Given problem
Reproduce the items from their first line through the line that contains "point(58, 62)", shifting every coordinate in the answers up by 107 and leaving the pictures out.
--- --- ---
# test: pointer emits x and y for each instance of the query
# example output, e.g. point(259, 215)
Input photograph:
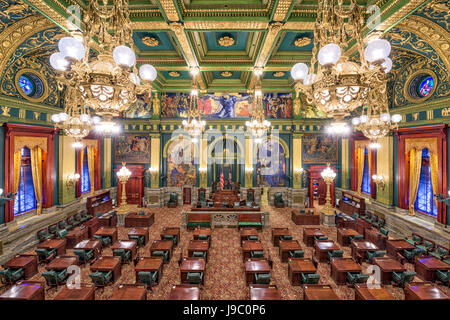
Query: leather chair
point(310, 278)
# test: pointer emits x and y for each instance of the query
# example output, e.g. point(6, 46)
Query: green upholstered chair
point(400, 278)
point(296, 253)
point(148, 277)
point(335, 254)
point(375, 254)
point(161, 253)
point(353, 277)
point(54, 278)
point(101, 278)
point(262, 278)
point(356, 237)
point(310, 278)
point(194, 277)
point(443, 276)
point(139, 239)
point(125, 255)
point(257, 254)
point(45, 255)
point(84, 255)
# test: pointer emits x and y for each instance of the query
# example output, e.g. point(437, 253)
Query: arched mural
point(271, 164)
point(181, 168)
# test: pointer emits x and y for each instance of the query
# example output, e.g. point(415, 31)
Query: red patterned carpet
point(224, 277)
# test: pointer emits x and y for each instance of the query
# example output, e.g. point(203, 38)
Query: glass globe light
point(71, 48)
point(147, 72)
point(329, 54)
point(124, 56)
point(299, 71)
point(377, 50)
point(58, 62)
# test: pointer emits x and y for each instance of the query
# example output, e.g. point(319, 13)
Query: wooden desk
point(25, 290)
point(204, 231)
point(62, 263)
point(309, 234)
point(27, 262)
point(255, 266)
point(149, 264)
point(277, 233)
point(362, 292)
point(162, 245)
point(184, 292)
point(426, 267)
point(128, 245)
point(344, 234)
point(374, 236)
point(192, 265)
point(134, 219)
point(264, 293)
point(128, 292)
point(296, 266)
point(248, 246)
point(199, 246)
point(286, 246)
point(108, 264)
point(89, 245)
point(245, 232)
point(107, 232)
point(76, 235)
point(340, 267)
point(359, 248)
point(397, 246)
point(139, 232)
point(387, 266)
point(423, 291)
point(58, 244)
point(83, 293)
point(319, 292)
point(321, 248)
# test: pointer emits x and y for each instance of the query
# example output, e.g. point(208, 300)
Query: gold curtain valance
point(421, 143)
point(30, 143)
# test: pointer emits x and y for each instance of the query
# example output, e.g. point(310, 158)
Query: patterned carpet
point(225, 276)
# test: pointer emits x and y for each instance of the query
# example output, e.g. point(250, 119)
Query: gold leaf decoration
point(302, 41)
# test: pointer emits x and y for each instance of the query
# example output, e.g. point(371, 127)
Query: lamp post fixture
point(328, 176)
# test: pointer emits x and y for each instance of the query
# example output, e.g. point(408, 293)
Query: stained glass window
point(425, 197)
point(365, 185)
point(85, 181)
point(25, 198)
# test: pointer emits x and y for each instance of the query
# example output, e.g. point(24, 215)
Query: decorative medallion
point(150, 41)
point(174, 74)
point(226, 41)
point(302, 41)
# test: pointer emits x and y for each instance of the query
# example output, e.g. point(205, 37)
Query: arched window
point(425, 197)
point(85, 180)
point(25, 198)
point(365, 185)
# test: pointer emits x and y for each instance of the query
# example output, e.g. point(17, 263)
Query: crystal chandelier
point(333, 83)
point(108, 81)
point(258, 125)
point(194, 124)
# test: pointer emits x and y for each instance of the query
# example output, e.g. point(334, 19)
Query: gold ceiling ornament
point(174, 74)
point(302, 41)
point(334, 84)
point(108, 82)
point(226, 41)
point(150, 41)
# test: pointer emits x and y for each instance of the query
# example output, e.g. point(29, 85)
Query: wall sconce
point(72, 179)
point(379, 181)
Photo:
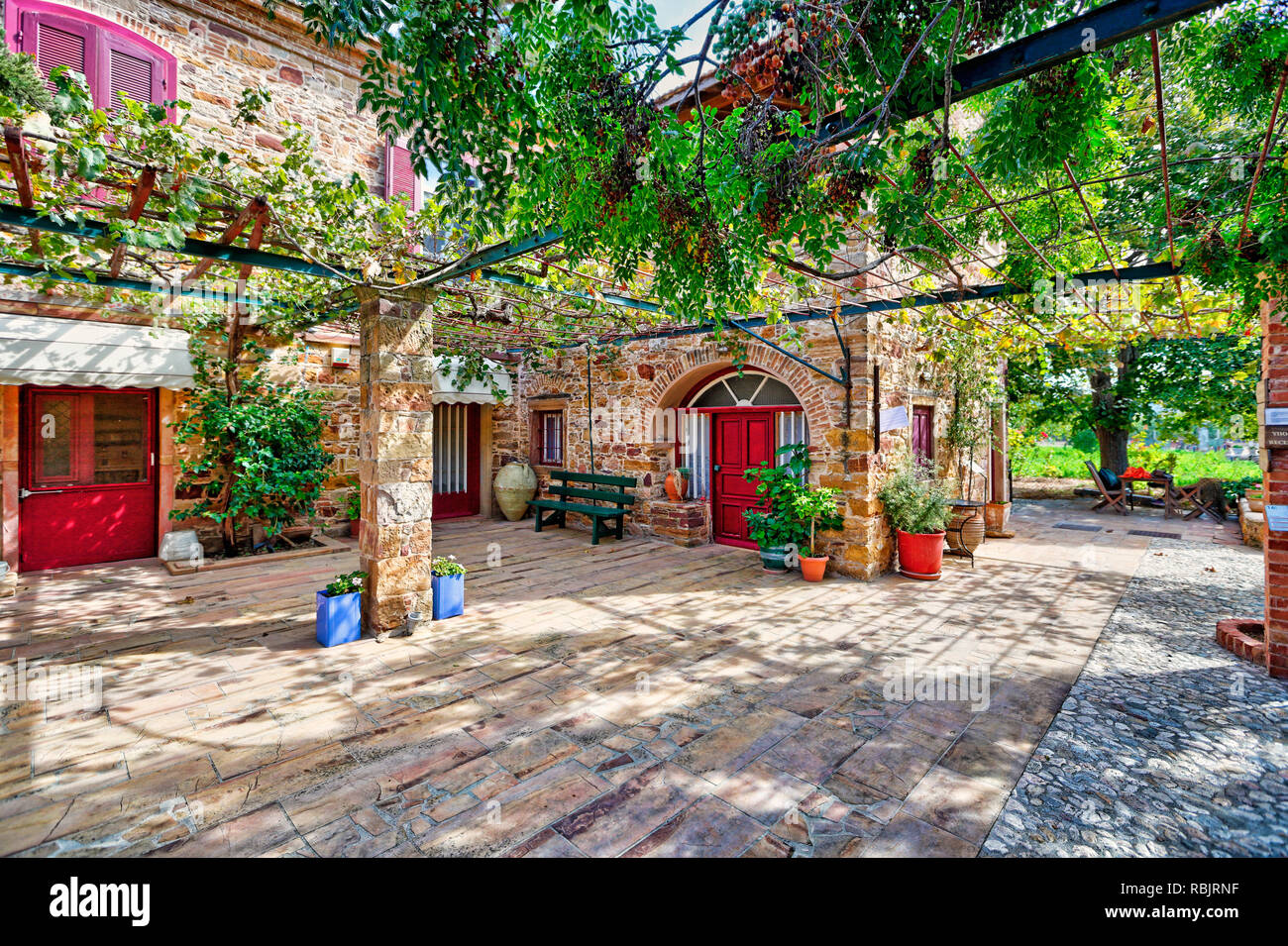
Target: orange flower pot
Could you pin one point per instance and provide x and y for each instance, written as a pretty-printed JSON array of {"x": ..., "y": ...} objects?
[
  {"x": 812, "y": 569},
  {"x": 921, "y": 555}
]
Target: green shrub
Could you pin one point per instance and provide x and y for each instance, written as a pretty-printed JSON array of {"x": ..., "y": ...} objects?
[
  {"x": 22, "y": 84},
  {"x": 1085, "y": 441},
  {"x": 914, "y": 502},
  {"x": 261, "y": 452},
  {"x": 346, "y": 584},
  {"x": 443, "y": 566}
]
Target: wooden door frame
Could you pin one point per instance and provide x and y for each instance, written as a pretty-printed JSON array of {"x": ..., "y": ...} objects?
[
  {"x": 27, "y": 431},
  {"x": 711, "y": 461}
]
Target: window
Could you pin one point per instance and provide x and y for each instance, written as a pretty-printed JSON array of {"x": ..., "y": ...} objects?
--- --- ---
Full output
# test: pointer emits x and y for each instance of the query
# example output, e.g. point(259, 215)
Input photograph:
Query: leather chair
point(417, 385)
# test: pointer emits x and y for each instance of the query
# example output, e.g. point(6, 46)
Query: green upholstered chair
point(507, 385)
point(403, 360)
point(255, 384)
point(442, 361)
point(482, 361)
point(268, 360)
point(460, 384)
point(161, 385)
point(208, 385)
point(369, 385)
point(463, 344)
point(417, 385)
point(301, 384)
point(550, 383)
point(246, 346)
point(232, 362)
point(364, 361)
point(152, 362)
point(191, 362)
# test: pointer emits x and y for each instance of the query
# example output, e.g. point(437, 253)
Query: arched mural
point(378, 271)
point(288, 275)
# test: pointer emits x and y for each instance of the query
# example output, e.g. point(415, 31)
Query: red patterned carpet
point(331, 384)
# test: pointer emits x and y for each instance of the query
# example output, e.g. point(203, 38)
Query: glass globe light
point(178, 155)
point(254, 179)
point(436, 161)
point(231, 163)
point(406, 178)
point(484, 157)
point(165, 169)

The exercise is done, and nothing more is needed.